▸ WHAT YOU HAVE TO DO
Output the entire listing below exactly as it stands.

▸ RECORDED DATA
* * *

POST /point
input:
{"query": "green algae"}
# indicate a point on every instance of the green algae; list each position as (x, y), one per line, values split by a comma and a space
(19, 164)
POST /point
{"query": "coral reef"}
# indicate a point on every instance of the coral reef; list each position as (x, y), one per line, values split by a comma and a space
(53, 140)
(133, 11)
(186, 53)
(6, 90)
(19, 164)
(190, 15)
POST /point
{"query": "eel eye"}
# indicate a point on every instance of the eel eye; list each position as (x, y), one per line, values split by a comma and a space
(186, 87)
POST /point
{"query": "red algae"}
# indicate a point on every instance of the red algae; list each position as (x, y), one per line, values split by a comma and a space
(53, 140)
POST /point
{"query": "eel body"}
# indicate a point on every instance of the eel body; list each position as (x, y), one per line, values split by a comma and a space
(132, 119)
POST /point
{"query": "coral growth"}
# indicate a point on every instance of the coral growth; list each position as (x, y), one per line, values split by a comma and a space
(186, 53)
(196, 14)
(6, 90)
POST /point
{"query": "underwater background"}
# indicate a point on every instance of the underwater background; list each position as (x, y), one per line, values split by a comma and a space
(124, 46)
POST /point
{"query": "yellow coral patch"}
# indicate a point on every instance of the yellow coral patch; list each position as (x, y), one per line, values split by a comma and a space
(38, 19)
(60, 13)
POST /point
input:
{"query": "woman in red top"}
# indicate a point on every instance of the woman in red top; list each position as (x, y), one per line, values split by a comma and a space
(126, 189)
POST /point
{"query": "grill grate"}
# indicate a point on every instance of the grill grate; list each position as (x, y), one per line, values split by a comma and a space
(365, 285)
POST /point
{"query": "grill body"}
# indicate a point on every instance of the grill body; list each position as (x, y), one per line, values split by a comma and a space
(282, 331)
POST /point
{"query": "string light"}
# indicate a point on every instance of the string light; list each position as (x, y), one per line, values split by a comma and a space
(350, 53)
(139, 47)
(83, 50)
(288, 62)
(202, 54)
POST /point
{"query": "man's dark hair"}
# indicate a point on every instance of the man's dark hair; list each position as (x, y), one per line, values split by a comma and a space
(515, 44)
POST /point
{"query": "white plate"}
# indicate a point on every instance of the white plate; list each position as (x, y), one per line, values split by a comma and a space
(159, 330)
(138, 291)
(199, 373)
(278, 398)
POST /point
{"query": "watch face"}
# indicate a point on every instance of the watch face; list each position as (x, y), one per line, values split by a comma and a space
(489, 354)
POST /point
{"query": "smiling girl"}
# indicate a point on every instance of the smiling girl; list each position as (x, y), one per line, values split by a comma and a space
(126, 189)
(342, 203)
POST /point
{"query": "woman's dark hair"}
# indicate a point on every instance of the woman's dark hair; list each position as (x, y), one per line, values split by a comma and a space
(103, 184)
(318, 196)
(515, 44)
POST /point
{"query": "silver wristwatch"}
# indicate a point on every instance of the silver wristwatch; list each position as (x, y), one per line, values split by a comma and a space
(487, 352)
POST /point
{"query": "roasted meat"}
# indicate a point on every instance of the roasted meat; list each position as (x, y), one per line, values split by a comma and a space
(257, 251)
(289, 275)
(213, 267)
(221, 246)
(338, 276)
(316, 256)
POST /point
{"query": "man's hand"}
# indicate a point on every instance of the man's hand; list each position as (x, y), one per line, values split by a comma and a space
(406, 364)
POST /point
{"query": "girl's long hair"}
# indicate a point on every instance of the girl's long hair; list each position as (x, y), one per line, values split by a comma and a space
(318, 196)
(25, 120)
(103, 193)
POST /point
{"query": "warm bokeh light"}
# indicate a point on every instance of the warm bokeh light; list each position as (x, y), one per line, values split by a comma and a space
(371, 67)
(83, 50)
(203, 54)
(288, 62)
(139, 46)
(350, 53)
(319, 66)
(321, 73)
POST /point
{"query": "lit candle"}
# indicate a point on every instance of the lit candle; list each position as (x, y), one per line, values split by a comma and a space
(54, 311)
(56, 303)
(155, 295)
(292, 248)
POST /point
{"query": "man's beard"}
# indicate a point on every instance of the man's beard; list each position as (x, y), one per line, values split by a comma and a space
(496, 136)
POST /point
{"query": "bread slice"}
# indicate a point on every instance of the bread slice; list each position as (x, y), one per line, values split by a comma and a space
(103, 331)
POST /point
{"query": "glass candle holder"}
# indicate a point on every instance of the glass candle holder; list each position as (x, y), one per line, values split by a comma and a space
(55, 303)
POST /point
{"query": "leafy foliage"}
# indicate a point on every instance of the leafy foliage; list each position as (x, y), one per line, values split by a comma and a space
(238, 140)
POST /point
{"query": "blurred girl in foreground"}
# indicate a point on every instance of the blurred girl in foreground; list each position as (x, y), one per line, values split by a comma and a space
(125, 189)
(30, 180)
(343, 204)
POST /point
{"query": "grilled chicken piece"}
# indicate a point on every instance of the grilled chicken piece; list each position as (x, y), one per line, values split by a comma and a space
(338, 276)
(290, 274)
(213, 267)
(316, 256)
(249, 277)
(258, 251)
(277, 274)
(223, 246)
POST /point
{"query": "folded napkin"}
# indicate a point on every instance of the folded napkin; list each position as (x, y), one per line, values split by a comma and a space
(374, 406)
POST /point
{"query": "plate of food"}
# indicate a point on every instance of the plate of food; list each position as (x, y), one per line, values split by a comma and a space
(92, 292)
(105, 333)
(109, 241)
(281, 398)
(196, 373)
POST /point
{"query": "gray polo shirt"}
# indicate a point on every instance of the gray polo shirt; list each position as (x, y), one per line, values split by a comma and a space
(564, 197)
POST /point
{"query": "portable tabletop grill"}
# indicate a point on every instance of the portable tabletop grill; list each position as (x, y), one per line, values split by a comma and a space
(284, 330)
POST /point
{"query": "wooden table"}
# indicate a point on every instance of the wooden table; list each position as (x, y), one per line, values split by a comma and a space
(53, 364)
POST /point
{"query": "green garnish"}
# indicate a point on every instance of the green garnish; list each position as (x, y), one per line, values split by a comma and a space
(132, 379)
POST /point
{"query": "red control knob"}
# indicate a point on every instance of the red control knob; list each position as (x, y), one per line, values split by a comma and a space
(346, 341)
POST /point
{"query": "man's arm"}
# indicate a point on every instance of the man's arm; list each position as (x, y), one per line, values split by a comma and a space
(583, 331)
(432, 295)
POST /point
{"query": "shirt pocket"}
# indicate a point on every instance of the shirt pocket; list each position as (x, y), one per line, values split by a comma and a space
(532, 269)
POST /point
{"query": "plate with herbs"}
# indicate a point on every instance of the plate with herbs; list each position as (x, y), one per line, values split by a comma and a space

* * *

▸ EXERCISE RESPONSE
POST /point
input:
{"query": "green algae"}
# indicate a point on every instance of the green algae; list each position as (x, y), one per line, values split by a comma and a space
(19, 164)
POST /point
{"query": "coral reef"}
# indicate a point on every instance of the coral reef; list each position as (x, y), one per line, values split by a comma and a space
(53, 140)
(133, 11)
(186, 53)
(6, 90)
(19, 164)
(190, 15)
POST /point
{"query": "eel eye"}
# indicate a point on every instance of the eel eye; list each position as (x, y), one per line, values split by a comma and a space
(186, 87)
POST /point
{"query": "red algae"}
# indicate a point on every instance of the red algae; list each position as (x, y), one per line, values split by a comma and a space
(53, 140)
POST /point
{"query": "eel body"}
# indicate a point on every instance of the eel body; list each position as (x, y), one per line, values split by a comma and a space
(132, 119)
POST /point
{"query": "coral growth"}
# indicate a point on every instance of the coral growth; list each position as (x, y), one per line, values split by a comma and a space
(186, 53)
(196, 14)
(6, 90)
POST /point
{"query": "underwater background"}
# indicate a point on every instance of the underwater background; list each position as (x, y), one per line, values split by a comma and a space
(124, 46)
POST /point
{"query": "yellow coral patch"}
# indicate a point on every instance of the yellow coral patch; list each position as (x, y), one per line, values split by a comma and a space
(38, 19)
(60, 13)
POST /point
input:
{"query": "woman in red top"}
# indicate a point on every instance of the woman in red top; list each position as (x, y), one per line, values split by a comma and a space
(126, 189)
POST /point
{"query": "grill grate"}
# indicate a point on every instance of the grill grate; list each position as (x, y), one per line, values split by a comma and a space
(365, 285)
POST /point
{"query": "grill body"}
# indicate a point on every instance of the grill body; list each position as (x, y), one per line, values split by a comma and a space
(282, 331)
POST /point
{"query": "string light"}
# indicate a point on every instance of the string light; list each position as (x, y), one per line, values split by a comma and a space
(350, 53)
(139, 47)
(83, 50)
(288, 62)
(202, 54)
POST /point
{"query": "man's dark hair"}
# indicate a point on every instance of the man's dark hair; list each position as (x, y), one per line, values split by a comma and a space
(515, 44)
POST /point
{"query": "white plate"}
# indicate a point on every instance of the white plate; list each position as (x, y), one per line, values split by a comma and a space
(159, 330)
(138, 291)
(199, 373)
(278, 398)
POST /point
{"query": "watch face"}
# indicate a point on every instance of the watch face; list each position as (x, y), one per line, values split by a comma and a space
(489, 354)
POST /point
{"query": "smiling girl"}
# indicate a point on every instance of the smiling girl; list each position as (x, y), one per line, values split by a comma and a space
(126, 189)
(342, 203)
POST /point
{"query": "woman's dark hair"}
# indicate a point on every instance of the woman's dark hair; list each position as (x, y), one per line, values split by a comma and a space
(103, 184)
(318, 196)
(515, 44)
POST /point
{"query": "silver wristwatch"}
# indicate a point on every instance of the silver wristwatch; list each position as (x, y), one per line, values split by a comma and a space
(487, 352)
POST /point
{"query": "roasted meat"}
# indicate a point on every instance of the roasted meat; list each position as (x, y), one per line, values split by a comma and a space
(257, 251)
(289, 275)
(213, 267)
(221, 246)
(338, 276)
(316, 256)
POST /point
{"query": "man's hand"}
# indicate a point on every instance of the man's hand; list each position as (x, y), one per line, values split by a comma and a space
(406, 364)
POST /point
{"query": "girl's long hair"}
# indicate a point on every instance of the girl's long hair; list each position as (x, y), one per line, values split by a comma and a space
(318, 196)
(25, 120)
(103, 193)
POST /point
{"query": "warm bokeh light"}
# indicate a point on every instance of the warm bokeh light; list each position as (x, y), one per line, values split by a comma and a space
(371, 67)
(83, 50)
(203, 54)
(288, 62)
(139, 46)
(350, 53)
(319, 66)
(321, 73)
POST /point
{"query": "lit candle"}
# indicate a point on every instance of the lit candle; list each position as (x, y), one per line, values split by a comma and a space
(54, 311)
(56, 303)
(155, 295)
(292, 248)
POST /point
{"query": "man's beard"}
# indicate a point on every instance of the man's beard; list each position as (x, y), one per line, values split by a comma and a space
(496, 136)
POST /point
{"query": "bread slice"}
# indicate a point on every instance of the bread slice; list each position as (x, y), one per line, values split by a comma and a space
(103, 331)
POST /point
{"query": "glass candle holder"}
# indicate a point on every instance of the glass candle holder; list each position as (x, y), one per line, values split by a comma and a space
(55, 303)
POST /point
{"query": "leafy foliage"}
# indicate a point on every instance of the leafy foliage; list each position as (x, y), one per line, values split by a comma and a space
(238, 140)
POST /point
{"query": "blurred girl in foreground"}
# indicate a point on every instance of the blurred girl in foreground; list each position as (x, y), one per line, values split by a comma and a space
(125, 189)
(30, 180)
(343, 204)
POST /point
{"query": "grilled chicken piece"}
# indicate a point on every instance of the grilled chicken piece; list each position as (x, y), one per line, values split by a comma and a space
(338, 276)
(290, 274)
(213, 267)
(316, 256)
(249, 277)
(258, 251)
(277, 274)
(223, 246)
POST /point
{"query": "folded napkin"}
# indicate a point on every instance of the folded napkin; list each position as (x, y), one per line, values split by a comma and a space
(374, 406)
POST /point
{"query": "plate of food"}
# indicate a point on every instance of the plate of food; list each position as (x, y), one per line, values split by a comma and a space
(92, 292)
(105, 333)
(109, 241)
(281, 398)
(196, 373)
POST /point
{"query": "gray polo shirt"}
# indicate a point on every instance of the gray polo shirt; list each position as (x, y), one per line, values split by a comma and a space
(564, 197)
POST /point
{"query": "portable tabletop grill"}
# indicate a point on every instance of the portable tabletop grill; list each position as (x, y), one per line, values split by a comma and a space
(284, 330)
POST /point
{"query": "wooden table"}
# indicate a point on every instance of the wooden table; list each position as (x, y), one per line, values split by a comma and a space
(53, 364)
POST /point
{"query": "green garnish"}
# indicate a point on every instance of the green garnish; list each position as (x, y), one per line, values split by a comma and a space
(132, 379)
POST /point
{"query": "red control knob"}
# indicate a point on every instance of the red control knob; list each position as (x, y), one per line, values split by a comma and a space
(346, 341)
POST /point
{"query": "man's arm"}
# indicate a point on every instance of the man's arm; list each position as (x, y), one per line, values split by a comma and a space
(583, 331)
(432, 295)
POST /point
{"query": "shirt pocket"}
# indicate a point on every instance of the shirt pocket; list each position as (x, y), one per line, values split by a comma and a space
(532, 269)
POST /point
{"query": "plate with herbs"}
# indicate a point on every instance of the plate with herbs; list each position as (x, y), one per line, values split by a comma and a space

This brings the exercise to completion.